• [Task instructions]:
Return each line of the records below that contains the word "mast". Case matters.

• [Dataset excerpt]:
★ ★ ★ ★ ★
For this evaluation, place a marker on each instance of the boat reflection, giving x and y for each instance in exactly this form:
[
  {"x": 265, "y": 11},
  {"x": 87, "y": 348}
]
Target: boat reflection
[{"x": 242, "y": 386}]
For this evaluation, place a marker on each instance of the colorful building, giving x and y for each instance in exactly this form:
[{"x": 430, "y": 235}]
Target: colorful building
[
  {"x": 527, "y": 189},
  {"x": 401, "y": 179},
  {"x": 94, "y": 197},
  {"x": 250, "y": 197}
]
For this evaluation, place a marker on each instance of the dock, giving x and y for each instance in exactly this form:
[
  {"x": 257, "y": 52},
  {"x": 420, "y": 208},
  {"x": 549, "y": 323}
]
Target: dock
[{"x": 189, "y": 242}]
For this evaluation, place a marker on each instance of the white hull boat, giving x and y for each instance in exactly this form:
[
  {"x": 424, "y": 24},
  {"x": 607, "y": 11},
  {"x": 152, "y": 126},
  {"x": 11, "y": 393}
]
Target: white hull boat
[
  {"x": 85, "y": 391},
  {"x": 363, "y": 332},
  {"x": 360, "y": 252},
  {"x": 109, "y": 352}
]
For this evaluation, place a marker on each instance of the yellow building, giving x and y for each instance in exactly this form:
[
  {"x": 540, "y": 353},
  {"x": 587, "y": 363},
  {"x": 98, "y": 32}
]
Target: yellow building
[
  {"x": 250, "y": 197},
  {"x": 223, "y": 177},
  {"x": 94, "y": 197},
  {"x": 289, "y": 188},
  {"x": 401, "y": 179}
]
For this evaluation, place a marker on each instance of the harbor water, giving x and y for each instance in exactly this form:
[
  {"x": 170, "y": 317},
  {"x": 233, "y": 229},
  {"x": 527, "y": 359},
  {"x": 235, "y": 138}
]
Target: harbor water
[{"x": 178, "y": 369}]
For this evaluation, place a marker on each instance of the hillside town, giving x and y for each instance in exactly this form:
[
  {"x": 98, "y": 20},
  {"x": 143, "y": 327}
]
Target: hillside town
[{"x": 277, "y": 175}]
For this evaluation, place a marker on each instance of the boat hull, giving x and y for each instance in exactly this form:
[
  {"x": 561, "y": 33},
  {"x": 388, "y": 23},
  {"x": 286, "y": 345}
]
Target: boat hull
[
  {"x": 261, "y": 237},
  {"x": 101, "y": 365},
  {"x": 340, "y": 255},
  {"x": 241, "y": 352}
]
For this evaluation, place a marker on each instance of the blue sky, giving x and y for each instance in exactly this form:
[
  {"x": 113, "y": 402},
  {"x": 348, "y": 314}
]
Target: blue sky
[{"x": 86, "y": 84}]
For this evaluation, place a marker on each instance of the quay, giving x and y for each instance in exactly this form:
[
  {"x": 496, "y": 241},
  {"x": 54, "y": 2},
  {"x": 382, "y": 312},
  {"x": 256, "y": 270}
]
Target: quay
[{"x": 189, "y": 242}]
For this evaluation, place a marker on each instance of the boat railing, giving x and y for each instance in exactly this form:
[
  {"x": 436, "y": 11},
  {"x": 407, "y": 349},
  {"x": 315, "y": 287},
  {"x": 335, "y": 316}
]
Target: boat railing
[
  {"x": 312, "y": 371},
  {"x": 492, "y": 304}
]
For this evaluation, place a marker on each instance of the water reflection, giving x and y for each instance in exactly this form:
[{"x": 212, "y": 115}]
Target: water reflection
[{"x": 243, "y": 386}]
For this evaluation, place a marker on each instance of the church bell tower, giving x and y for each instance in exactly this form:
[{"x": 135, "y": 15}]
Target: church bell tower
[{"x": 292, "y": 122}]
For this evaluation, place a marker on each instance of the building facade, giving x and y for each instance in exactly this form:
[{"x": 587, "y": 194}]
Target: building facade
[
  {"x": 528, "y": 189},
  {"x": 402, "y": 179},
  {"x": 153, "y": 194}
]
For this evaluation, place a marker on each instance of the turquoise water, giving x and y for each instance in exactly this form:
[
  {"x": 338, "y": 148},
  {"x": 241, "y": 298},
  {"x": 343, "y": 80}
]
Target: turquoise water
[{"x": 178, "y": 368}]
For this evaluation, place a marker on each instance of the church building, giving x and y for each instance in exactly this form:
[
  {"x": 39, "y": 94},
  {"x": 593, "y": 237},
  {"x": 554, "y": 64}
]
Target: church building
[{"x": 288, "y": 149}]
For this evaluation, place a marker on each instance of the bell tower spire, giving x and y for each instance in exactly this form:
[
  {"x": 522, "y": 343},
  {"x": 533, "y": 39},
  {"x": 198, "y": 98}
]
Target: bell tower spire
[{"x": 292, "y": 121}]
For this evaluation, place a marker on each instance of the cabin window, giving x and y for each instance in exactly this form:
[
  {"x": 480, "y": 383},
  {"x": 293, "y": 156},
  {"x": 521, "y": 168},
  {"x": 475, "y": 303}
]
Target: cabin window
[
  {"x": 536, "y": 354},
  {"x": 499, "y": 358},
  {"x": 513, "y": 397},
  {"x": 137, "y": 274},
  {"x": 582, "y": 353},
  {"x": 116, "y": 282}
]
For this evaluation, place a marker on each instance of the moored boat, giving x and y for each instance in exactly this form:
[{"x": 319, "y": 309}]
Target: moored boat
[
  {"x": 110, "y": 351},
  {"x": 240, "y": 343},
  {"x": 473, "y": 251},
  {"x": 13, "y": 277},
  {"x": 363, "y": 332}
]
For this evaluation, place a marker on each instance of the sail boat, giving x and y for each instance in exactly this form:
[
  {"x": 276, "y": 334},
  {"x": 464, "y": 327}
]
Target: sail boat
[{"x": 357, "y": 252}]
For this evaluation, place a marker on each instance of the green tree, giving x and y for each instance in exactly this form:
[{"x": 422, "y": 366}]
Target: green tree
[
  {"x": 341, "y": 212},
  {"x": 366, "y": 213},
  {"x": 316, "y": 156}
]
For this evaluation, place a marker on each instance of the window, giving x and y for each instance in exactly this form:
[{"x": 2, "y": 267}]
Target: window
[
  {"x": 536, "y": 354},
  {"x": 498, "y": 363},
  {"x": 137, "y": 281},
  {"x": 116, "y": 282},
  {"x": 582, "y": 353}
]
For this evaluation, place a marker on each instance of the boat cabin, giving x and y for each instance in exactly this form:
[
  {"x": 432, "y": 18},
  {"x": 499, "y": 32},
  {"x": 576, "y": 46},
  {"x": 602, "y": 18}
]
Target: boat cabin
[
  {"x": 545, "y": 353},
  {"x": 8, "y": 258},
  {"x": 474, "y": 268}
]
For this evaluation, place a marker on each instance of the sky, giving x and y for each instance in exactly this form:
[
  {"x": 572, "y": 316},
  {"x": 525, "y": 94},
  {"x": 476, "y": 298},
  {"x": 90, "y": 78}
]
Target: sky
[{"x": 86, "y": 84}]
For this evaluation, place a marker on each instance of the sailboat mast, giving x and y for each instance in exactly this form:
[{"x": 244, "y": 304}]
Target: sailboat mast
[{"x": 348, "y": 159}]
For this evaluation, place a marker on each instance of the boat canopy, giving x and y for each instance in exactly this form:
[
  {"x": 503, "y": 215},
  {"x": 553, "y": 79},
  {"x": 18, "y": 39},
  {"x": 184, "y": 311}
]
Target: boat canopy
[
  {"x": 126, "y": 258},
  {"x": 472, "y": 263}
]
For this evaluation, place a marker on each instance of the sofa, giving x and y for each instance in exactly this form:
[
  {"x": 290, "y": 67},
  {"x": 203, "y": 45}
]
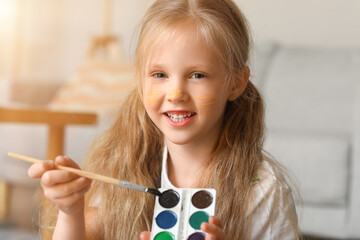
★ ★ ★ ★ ★
• [Task solution]:
For this evaluation, place a marker on each instance of the sailboat mast, giving x and y for each instance in exactly this form:
Target: sailboat mast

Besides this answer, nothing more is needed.